BRIEF 1: Copy the part of the contest thread that opens with the words containing "TLE on D T.T" and closes with "were interesting :)", word for word.

········

TLE on D T.T

Trash contest

Wow, such a fast tutorial!

One of the best C

Thanks for the really nice contest and also the editorial:)

Though I couldn't perform as well as I expected, the contest and the problems were interesting :)

I think convex hull trick is too complicated for div2 E, please don't add such tasks

You can also solve E using Divide and Conquer DP because of the square cost function

My submission

Can someone explain the Convex Hull Trick mentioned in E? I can't figure a way to calculate the minimum for each node without iterating over all other nodes to get $$$d_{new}[v]$$$

For D, another solution is to simply build the answer from left to right, choosing the minimum value of $$$a_i$$$ each time.

To do this, first we need to restrict which bit of each $$$a_i$$$ can be $$$1$$$. This can easily be done by looping through all the condition $$$(i, j, x)$$$:

• If the $$$k$$$-th bit is $$$0$$$ in $$$x$$$, then it must be $$$0$$$ in both $$$a_i$$$ and $$$a_j$$$.

········

BRIEF 2: Count the lines in the entries that contain the string "laptop", treating uppercase and lowercase as different, and reply with the number alone.

········

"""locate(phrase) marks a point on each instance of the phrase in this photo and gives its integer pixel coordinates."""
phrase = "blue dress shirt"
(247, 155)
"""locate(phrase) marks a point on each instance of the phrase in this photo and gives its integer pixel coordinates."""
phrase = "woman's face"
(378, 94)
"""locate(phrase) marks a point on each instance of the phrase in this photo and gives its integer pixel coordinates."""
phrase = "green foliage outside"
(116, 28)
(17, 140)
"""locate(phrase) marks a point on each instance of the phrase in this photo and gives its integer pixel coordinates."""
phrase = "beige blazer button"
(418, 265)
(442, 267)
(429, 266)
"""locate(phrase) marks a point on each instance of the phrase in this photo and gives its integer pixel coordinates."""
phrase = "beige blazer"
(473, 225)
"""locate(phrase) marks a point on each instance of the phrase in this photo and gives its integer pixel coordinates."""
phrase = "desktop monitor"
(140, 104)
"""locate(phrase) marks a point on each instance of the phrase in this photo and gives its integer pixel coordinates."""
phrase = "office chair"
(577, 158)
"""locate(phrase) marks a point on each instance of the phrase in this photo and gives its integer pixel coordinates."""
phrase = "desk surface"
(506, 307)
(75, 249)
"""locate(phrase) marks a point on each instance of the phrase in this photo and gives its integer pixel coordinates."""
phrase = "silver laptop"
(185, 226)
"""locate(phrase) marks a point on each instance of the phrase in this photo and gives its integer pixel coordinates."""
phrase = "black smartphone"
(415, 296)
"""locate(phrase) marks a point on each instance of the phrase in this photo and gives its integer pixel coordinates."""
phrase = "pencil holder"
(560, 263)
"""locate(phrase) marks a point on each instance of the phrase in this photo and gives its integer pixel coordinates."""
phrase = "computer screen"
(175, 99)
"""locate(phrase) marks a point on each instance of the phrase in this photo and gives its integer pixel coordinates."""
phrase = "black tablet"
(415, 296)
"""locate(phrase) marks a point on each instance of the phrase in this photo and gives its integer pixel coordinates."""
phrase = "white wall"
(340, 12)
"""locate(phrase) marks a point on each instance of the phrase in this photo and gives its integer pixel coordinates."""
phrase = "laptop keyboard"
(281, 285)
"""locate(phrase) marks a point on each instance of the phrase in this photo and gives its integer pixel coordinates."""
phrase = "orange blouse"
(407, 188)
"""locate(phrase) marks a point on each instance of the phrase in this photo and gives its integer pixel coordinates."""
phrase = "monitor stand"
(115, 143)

········

FULL RESPONSE 1:
TLE on D T.T

Trash contest

Wow, such a fast tutorial!

One of the best C

Thanks for the really nice contest and also the editorial:)

Though I couldn't perform as well as I expected, the contest and the problems were interesting :)

FULL RESPONSE 2: 2